Entries shown ▸
________________

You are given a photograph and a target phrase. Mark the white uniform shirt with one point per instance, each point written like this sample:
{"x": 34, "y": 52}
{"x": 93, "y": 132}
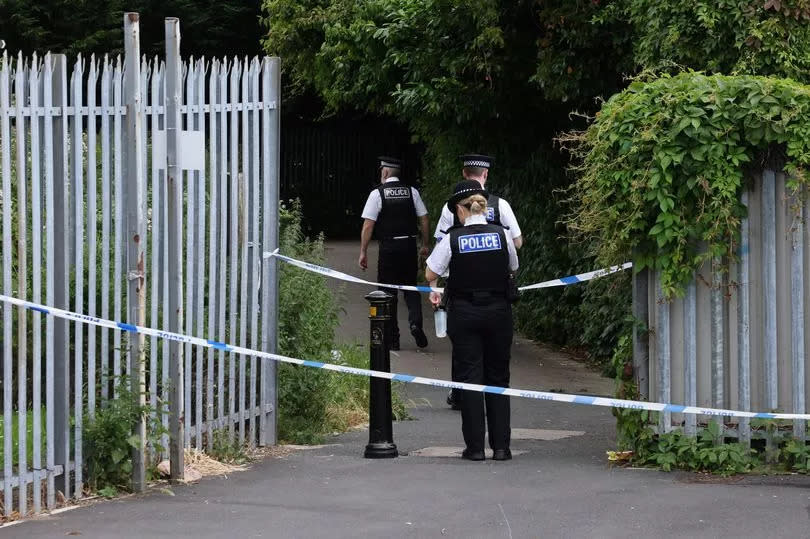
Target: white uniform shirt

________________

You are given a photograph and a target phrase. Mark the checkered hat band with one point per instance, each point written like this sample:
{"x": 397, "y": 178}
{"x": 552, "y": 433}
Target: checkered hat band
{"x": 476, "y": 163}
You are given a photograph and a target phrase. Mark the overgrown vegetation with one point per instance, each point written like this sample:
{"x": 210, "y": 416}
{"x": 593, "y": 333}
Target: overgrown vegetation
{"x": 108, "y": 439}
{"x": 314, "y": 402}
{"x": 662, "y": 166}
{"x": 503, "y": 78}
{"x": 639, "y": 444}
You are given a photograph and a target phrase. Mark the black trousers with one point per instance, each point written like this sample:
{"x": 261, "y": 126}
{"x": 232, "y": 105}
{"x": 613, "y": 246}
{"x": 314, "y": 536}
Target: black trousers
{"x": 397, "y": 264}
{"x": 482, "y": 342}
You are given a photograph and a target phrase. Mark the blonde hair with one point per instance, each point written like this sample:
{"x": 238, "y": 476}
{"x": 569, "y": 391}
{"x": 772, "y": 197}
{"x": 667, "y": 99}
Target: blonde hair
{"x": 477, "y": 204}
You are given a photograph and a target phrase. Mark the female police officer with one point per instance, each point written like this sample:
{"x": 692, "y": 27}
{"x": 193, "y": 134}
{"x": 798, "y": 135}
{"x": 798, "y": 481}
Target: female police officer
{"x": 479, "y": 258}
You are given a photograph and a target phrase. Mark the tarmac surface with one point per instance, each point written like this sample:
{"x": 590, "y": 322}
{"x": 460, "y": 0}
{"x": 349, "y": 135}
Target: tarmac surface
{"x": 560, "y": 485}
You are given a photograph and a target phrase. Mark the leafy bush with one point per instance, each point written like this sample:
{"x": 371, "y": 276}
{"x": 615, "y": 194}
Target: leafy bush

________________

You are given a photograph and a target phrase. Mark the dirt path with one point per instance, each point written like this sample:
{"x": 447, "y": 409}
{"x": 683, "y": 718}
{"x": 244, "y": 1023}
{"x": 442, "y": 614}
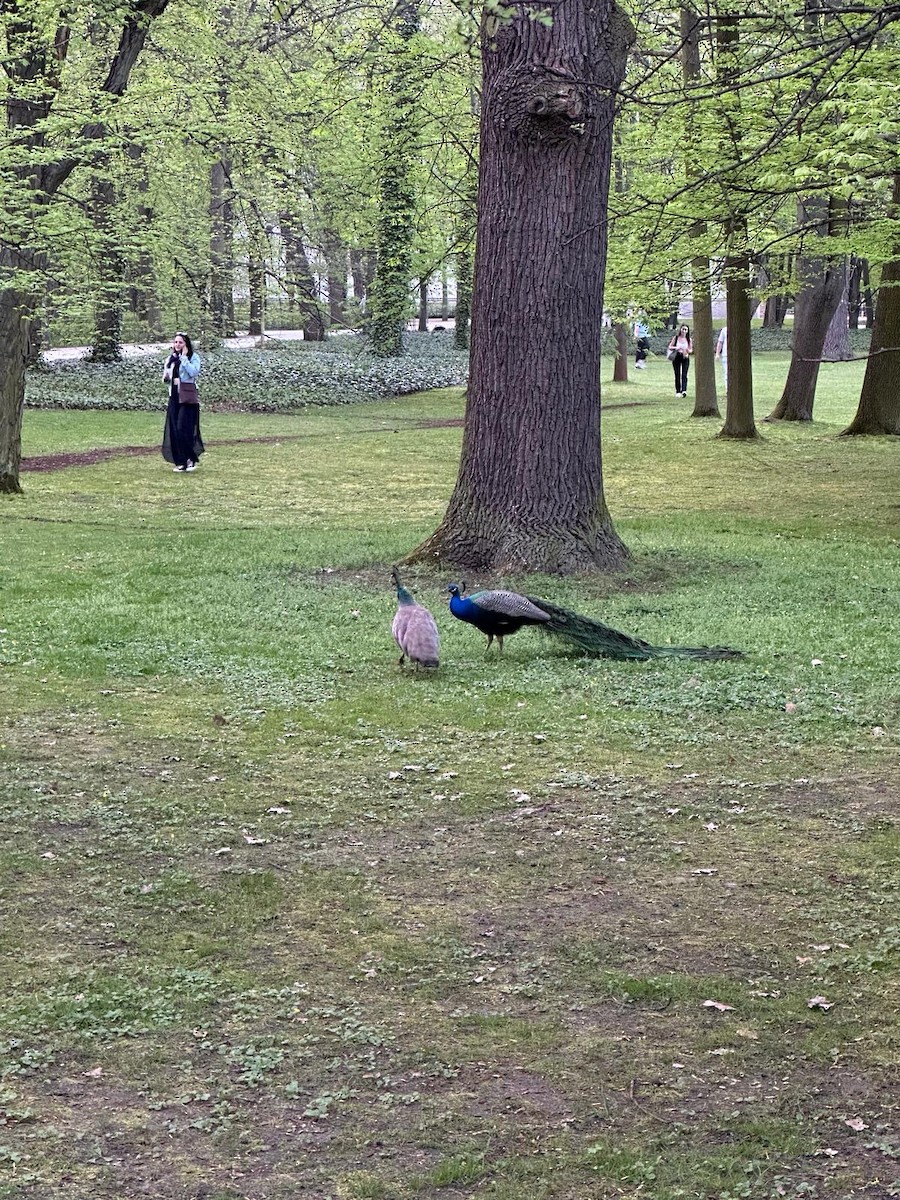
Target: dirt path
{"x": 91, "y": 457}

________________

What to work on ▸
The lines holding the string "leafy" are what is needed from the material above.

Solution ▸
You are given a photograph and a target phrase. Mark the leafy bush with one point per instance, each point written like this sample:
Target: leafy bush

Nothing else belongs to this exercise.